### AIM 1
Edit the records, starting at the line that contains "the front grille." and continuing through the end of the records, so that "innermost point" becomes "center point" and nothing else changes. Give back only those lines.
[BEGIN EXCERPTED PASSAGE]
Philippians 3:17 – 4:1

About a month ago, the popular social-networking site Facebook featured “Doppelganger Week.” I really had no idea what that was because I don’t think I had ever heard the word “doppelganger.” When I looked up the word, I found that a doppelgänger is the ghostly double of a living person. But it has come to refer to any double or look-alike of a person. So the ‘Doppelganger Week’ premise was simple: Facebook users took part by switching their Facebook profile picture to whatever celebrity they think they resemble most.

It turned out to be pretty amazing. Our teenagers participated as well, and I learned some things. Sarah Goad really does look like Reese Witherspoon; and Patrick Mooney bears a striking resemblance to Olympic snowboarder Shaun White. Our music minister Chris Weiss struggled all week trying to find a look-alike, and finally put up a picture of Susan Boyle!
[END EXCERPTED PASSAGE]
[BEGIN DATA PROVIDED]
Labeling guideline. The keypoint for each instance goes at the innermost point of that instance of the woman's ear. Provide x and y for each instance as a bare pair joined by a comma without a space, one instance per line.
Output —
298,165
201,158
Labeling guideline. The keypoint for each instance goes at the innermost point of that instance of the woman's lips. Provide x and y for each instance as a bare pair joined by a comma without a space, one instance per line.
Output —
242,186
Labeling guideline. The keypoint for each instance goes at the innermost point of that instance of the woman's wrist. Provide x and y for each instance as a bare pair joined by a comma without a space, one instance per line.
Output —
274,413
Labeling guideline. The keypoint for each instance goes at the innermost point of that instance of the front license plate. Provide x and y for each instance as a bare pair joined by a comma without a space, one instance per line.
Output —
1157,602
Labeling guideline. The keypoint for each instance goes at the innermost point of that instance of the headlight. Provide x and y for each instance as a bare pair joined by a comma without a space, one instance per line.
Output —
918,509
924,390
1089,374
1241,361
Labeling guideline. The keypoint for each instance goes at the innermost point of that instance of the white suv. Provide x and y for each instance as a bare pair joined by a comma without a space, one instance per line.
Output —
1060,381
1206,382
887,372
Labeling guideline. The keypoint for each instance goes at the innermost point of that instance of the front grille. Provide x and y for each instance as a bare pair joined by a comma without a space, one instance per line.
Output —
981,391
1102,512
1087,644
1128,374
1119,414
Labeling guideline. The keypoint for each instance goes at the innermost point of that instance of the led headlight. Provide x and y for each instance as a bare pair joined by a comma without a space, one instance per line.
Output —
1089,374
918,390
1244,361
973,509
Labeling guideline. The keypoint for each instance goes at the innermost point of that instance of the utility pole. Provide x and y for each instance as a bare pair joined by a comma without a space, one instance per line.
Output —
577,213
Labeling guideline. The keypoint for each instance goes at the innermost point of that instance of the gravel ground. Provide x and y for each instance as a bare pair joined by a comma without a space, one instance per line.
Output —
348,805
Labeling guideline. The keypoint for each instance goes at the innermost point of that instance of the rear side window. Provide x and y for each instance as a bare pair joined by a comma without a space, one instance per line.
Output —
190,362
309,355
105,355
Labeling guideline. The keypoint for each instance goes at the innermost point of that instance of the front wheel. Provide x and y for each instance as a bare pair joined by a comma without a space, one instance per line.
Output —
[END DATA PROVIDED]
### AIM 2
From the Doppelganger Week passage, reproduce the words starting with "About a month" and ending with "they resemble most.".

### OUTPUT 1
Labeling guideline. The keypoint for each instance goes at the center point of that instance of the front grille. Provide x and y for each instance as a bare pair joined by a comma without a space, one instance per line.
Output —
981,391
1102,512
1087,644
1128,374
1119,414
Labeling guideline. The keypoint for each instance goes at the center point of that instance of the led headlight. Provide x and y for each instance as a bare pair joined by a comma without a space, one instance per line.
Output —
1089,374
918,390
1244,361
973,509
Labeling guideline. The keypoint for each instance goes at the center point of that instance of the utility pole. Provide x and y for each instance as a bare pair joined by a comma without a space, one instance per line.
Output —
577,213
Labeling guideline. The keypoint for each instance goes at the center point of that instance of the gravel ground. Provide x and y for each instance as a bare pair joined by a comma without a space, one instance per line.
Output —
348,805
Labeling guideline. The keypoint for each instance goes at the center point of that instance of the rear side window. Provide x and y for each instance as a bare pair joined by a comma without a space, one instance per line.
Output —
190,362
309,355
105,355
Labeling guideline. The keypoint for each instance goes at the center point of that instance of the front wheel. Provide x and y for each instance as a bare pair joined by a comma without a space, one instance per line.
Output —

### OUTPUT 2
About a month ago, the popular social-networking site Facebook featured “Doppelganger Week.” I really had no idea what that was because I don’t think I had ever heard the word “doppelganger.” When I looked up the word, I found that a doppelgänger is the ghostly double of a living person. But it has come to refer to any double or look-alike of a person. So the ‘Doppelganger Week’ premise was simple: Facebook users took part by switching their Facebook profile picture to whatever celebrity they think they resemble most.